Your answer must consist of exactly the lines below, starting with the line with "# test: locate points for every instance of the person in" and going on through the line with "# test: locate points for every instance of the tree canopy", and nothing else.

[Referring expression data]
- - - - -

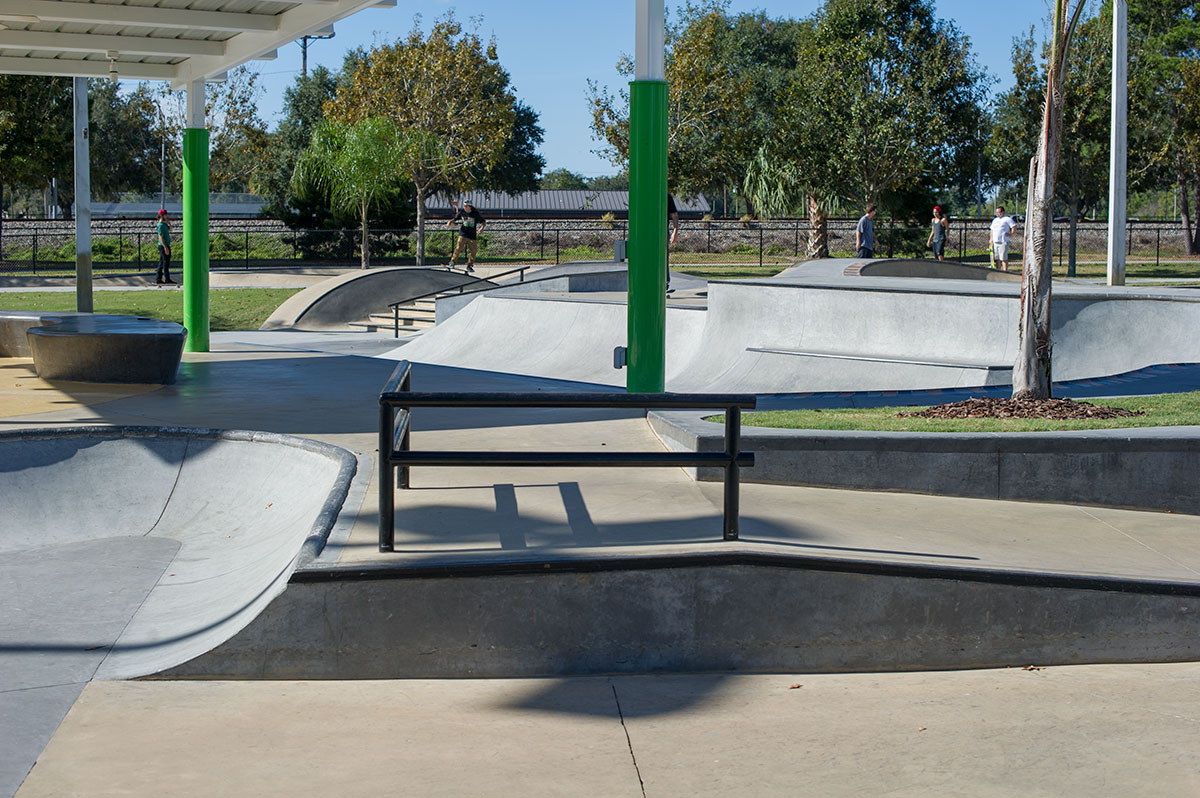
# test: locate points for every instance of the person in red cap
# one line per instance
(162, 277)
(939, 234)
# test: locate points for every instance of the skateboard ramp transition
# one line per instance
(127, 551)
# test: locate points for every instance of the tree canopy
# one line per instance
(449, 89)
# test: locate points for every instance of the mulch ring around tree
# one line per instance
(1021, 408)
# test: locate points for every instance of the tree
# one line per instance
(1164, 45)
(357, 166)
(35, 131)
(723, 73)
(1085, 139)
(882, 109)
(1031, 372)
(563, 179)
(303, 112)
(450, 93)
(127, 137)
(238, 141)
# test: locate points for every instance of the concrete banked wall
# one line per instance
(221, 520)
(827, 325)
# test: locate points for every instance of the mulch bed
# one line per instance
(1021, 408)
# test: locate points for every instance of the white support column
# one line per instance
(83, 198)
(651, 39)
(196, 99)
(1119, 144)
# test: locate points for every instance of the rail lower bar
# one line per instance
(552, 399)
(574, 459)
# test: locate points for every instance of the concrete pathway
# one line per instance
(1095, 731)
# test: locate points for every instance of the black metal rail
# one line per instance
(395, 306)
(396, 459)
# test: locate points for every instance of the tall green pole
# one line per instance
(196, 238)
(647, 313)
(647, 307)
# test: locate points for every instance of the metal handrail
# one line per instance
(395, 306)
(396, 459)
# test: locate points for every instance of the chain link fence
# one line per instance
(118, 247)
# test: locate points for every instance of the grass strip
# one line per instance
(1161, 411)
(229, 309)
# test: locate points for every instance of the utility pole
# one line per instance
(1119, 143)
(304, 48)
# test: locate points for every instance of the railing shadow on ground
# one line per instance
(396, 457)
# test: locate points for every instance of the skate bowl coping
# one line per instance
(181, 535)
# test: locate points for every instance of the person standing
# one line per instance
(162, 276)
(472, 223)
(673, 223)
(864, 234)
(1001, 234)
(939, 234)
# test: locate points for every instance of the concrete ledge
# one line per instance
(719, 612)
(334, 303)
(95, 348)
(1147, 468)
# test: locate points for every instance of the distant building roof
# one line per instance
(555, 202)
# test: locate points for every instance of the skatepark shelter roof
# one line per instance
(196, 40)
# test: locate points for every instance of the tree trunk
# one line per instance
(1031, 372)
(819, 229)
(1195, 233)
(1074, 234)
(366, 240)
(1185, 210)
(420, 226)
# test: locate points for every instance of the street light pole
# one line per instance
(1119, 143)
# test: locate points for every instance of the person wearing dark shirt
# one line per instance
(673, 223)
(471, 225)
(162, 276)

- - - - -

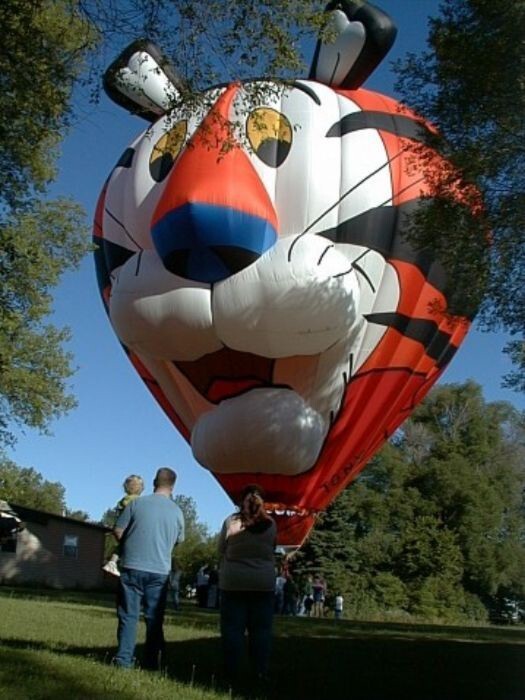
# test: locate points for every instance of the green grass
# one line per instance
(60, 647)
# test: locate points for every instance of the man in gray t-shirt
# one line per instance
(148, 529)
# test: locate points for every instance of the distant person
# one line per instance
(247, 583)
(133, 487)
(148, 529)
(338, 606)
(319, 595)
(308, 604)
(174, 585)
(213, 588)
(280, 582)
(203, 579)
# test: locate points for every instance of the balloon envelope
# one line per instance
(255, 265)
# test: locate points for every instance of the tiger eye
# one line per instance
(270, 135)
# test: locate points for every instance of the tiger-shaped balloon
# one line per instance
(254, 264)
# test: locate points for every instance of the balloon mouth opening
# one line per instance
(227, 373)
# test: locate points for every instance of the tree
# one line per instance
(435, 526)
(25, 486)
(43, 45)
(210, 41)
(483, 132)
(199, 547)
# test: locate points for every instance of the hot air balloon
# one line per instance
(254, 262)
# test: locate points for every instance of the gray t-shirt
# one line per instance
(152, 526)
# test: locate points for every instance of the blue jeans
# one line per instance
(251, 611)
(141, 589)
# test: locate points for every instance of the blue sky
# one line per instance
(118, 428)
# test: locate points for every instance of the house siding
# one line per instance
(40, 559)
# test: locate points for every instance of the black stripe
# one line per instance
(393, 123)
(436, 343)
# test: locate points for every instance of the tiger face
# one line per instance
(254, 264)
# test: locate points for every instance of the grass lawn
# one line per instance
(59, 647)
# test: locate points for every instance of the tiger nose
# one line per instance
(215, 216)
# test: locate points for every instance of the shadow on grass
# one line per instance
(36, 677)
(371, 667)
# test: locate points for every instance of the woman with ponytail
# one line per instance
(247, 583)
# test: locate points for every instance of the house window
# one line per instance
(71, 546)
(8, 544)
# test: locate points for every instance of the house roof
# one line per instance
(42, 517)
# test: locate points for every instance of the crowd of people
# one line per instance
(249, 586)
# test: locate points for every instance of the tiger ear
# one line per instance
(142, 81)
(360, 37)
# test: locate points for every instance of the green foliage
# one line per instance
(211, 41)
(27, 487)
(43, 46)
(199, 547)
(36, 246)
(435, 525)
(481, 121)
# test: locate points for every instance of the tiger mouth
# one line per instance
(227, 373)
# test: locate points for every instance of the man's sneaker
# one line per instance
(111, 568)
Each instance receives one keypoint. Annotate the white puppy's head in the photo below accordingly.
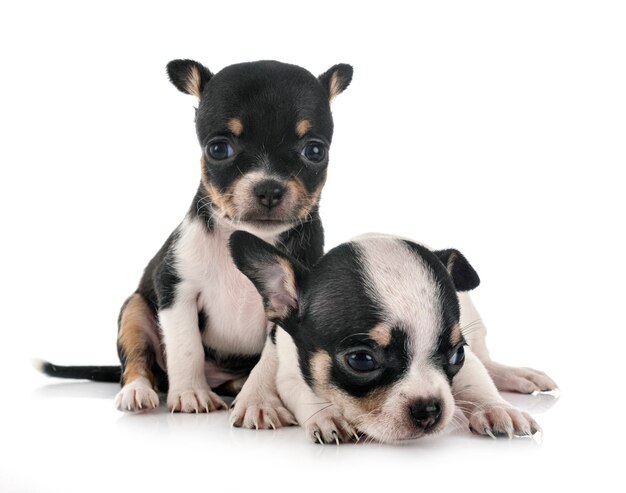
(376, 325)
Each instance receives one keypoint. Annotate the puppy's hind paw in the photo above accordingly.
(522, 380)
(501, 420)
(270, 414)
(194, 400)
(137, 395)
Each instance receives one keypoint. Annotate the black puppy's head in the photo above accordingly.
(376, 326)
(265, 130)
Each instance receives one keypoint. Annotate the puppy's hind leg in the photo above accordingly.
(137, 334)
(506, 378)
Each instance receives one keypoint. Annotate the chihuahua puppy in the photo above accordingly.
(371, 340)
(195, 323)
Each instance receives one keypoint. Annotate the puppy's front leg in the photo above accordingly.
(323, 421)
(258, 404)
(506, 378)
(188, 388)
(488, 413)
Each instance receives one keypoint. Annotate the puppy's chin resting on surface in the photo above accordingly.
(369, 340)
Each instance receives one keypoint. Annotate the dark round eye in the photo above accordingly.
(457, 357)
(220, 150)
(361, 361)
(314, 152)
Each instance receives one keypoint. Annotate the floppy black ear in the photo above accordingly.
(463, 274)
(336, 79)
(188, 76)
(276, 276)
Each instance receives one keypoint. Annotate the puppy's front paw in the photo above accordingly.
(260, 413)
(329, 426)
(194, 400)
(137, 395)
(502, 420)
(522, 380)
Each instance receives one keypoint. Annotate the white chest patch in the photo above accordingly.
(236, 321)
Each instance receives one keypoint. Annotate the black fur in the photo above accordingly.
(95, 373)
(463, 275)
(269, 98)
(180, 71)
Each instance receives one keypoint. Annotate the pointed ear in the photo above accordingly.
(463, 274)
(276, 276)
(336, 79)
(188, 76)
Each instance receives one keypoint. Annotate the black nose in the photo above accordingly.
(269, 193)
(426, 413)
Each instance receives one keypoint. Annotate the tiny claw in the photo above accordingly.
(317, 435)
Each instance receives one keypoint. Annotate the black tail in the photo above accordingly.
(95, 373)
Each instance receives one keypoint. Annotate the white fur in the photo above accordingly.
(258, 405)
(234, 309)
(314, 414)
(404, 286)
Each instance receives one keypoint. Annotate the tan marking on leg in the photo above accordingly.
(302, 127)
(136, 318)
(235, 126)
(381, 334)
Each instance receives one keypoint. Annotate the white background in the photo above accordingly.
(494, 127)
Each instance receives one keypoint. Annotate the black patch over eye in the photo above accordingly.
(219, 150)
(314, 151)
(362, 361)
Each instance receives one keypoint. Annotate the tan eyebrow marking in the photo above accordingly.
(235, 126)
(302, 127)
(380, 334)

- - - - -

> [WRITTEN ANSWER]:
# test: locate points for every instance of the person in red cap
# one line per instance
(162, 277)
(939, 234)
# test: locate points for every instance of the skateboard ramp transition
# one line per instance
(127, 551)
# test: locate points for every instance of the tree canopy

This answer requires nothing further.